=== SHORT PROBLEM ===
Format each item below as a numbered list of its lines, leaving out blank lines and any pictures.

[Begin DATA LINES]

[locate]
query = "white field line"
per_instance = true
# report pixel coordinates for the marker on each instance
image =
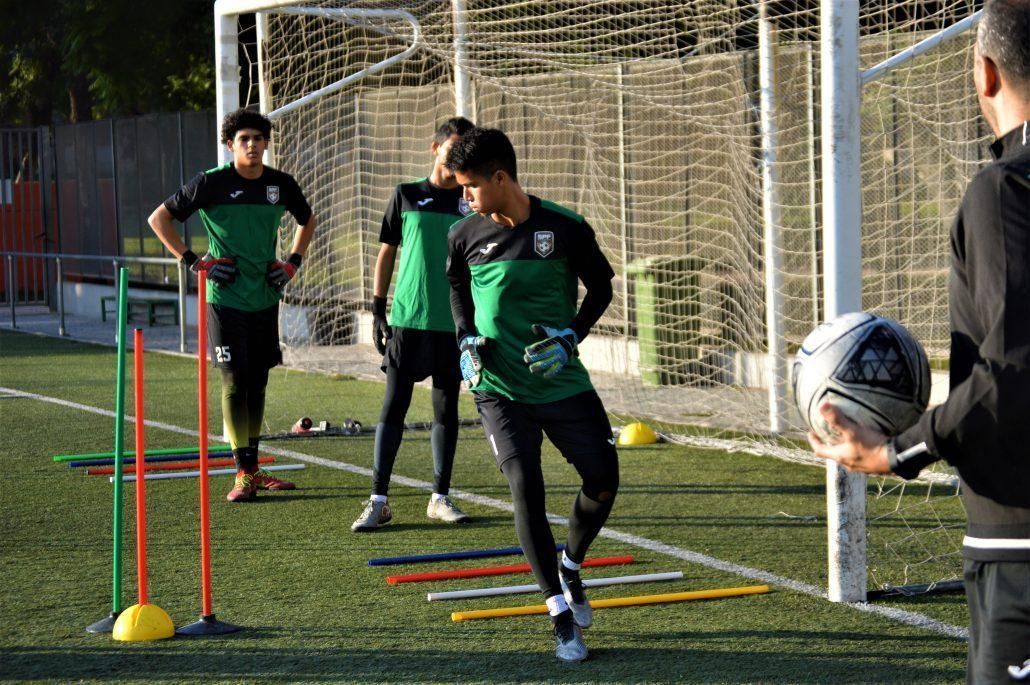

[End DATA LINES]

=== FULL SOLUTION ===
1. [locate]
2. query = "white field line"
3. per_instance = true
4. # report pixel coordinates for the marker on each instance
5. image =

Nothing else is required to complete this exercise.